Write out, character for character, every line of the data below, from the line containing "officer, shaped like this sample" down to the line containing "Query: road sign", including both of those lines.

Source records
——
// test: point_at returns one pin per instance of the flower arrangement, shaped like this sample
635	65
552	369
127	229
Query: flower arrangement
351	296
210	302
——
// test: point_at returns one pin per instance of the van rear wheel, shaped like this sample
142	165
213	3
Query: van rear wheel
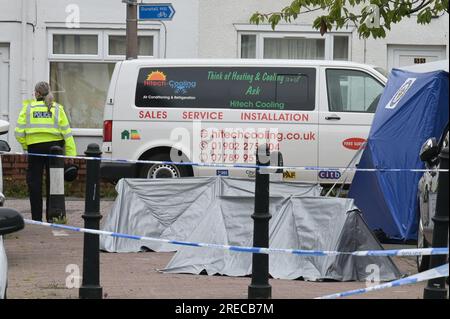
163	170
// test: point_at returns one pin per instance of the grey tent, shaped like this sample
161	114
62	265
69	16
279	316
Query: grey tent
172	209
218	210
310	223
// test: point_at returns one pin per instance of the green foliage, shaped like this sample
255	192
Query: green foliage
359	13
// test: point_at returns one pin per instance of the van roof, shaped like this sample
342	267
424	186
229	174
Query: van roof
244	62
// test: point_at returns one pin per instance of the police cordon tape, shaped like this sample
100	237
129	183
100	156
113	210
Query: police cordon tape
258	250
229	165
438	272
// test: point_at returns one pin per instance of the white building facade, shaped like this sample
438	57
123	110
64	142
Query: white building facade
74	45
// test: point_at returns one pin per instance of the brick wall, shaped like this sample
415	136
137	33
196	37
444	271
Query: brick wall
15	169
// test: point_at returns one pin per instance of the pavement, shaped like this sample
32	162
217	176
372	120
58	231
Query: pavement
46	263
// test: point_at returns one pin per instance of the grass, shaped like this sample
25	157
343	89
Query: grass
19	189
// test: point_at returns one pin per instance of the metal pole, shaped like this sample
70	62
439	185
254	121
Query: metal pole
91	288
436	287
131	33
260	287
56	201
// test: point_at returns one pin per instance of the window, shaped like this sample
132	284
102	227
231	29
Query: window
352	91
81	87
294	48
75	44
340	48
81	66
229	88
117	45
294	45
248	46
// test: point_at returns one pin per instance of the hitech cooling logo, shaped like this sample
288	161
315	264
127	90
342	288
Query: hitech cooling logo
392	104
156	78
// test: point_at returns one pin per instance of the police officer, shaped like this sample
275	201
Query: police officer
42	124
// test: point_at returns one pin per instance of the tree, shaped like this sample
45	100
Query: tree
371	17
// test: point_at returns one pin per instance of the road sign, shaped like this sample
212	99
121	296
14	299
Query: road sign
——
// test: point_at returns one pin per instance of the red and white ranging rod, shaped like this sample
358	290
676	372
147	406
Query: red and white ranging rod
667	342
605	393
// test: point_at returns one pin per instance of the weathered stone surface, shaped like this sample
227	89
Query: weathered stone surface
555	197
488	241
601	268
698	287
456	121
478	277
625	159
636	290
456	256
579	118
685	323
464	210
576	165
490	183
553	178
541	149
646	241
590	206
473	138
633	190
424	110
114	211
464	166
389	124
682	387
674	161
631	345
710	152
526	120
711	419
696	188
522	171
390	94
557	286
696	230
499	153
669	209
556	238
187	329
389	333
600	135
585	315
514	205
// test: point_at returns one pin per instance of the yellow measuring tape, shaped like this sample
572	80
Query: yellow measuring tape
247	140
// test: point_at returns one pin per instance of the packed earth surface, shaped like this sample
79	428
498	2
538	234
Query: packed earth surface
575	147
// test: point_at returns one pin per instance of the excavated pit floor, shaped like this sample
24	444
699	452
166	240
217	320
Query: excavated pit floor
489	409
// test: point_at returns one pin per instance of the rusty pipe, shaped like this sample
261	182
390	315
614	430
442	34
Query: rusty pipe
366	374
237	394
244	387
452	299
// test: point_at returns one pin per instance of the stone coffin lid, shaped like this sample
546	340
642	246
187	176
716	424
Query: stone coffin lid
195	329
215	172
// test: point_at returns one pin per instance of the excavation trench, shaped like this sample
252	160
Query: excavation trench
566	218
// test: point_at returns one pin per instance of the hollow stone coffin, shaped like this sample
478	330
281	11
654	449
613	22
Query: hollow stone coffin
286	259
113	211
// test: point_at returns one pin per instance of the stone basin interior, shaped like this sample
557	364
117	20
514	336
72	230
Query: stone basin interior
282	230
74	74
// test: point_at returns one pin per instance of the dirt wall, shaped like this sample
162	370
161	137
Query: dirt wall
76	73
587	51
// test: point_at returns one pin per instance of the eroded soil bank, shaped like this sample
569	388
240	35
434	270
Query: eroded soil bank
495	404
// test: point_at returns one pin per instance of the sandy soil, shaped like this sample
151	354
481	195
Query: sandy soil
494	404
——
▸ The response
// test: point_at returns one pin per instance of the police officer, shaped like this sample
275	201
Query: police officer
42	124
// test: point_at returns one pin per instance of the tree, shaped like this sample
45	100
Query: tree
371	17
// test: point_at returns one pin per instance of the road sign, shaped like this sample
212	99
121	296
14	299
Query: road sign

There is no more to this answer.